Entries shown:

|---|

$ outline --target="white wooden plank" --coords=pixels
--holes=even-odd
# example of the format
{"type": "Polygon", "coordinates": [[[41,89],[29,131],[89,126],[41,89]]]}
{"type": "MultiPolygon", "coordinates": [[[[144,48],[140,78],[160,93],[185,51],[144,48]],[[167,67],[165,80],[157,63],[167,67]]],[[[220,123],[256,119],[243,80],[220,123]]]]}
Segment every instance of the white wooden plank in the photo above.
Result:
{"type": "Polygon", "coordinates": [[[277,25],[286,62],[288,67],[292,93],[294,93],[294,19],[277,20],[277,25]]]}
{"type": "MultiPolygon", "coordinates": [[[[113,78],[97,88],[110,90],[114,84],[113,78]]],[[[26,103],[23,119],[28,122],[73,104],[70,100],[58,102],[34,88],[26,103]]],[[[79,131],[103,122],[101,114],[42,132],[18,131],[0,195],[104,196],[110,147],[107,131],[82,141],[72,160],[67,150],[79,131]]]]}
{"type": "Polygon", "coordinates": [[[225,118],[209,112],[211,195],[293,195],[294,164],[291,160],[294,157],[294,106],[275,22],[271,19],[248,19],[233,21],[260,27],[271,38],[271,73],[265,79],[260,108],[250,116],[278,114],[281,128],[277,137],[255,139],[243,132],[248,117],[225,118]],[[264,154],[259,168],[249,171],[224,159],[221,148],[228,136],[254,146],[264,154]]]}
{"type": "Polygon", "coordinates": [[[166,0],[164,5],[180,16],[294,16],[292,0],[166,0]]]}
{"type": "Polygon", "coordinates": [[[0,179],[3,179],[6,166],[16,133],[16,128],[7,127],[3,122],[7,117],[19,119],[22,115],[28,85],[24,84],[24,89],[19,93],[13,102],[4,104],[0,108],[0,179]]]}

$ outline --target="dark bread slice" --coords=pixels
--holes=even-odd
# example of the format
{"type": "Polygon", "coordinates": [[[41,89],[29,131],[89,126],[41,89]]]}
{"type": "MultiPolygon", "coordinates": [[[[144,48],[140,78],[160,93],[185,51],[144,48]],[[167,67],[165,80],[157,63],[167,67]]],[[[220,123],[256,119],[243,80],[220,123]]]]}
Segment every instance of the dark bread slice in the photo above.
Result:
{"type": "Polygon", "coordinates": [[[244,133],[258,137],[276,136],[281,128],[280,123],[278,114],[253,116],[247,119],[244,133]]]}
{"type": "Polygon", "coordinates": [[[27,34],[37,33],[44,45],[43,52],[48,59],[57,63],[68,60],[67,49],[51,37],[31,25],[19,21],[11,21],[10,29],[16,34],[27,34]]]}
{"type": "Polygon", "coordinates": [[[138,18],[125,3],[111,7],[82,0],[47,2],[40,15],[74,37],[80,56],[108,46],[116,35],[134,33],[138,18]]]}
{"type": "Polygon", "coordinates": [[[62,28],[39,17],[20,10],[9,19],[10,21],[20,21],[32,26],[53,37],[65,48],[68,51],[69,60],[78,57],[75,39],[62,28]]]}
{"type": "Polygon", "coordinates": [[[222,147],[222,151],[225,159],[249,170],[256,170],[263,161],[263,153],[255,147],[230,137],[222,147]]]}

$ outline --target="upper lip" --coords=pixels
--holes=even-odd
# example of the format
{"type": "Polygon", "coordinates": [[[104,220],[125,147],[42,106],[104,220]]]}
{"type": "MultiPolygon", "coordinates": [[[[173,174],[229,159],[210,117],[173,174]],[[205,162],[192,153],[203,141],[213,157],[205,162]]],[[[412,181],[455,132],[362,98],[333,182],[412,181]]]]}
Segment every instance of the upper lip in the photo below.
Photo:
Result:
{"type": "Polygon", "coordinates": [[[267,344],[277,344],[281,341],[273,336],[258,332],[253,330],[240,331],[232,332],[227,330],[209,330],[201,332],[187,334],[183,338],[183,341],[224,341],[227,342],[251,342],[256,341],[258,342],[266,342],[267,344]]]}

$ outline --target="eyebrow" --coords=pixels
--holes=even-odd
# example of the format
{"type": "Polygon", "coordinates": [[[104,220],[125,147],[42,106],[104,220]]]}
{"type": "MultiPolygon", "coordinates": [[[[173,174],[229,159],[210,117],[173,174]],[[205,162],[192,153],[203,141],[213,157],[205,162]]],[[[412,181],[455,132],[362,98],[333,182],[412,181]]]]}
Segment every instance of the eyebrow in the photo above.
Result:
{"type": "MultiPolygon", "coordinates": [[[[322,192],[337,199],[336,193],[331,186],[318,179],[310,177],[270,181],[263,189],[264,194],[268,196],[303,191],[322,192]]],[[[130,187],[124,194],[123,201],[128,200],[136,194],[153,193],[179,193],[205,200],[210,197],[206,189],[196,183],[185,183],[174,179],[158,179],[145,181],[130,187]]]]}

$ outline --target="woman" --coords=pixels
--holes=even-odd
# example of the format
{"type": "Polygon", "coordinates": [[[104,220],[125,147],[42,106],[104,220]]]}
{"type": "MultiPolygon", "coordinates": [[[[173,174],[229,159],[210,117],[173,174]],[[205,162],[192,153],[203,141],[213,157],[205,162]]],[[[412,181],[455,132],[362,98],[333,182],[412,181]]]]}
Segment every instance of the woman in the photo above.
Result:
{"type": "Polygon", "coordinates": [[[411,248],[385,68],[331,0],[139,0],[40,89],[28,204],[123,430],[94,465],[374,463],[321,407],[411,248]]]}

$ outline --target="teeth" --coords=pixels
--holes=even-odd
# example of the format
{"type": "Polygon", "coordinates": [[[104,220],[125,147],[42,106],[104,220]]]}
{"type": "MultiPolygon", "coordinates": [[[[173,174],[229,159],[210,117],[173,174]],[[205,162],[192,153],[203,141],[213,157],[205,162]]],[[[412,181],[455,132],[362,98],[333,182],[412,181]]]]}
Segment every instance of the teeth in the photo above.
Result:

|---|

What the exercise asks: Return every line above that contains the word "woman". Case counts.

Response for this exercise:
$ outline --target="woman" --coords=pixels
Segment every instance of the woman in the photo above.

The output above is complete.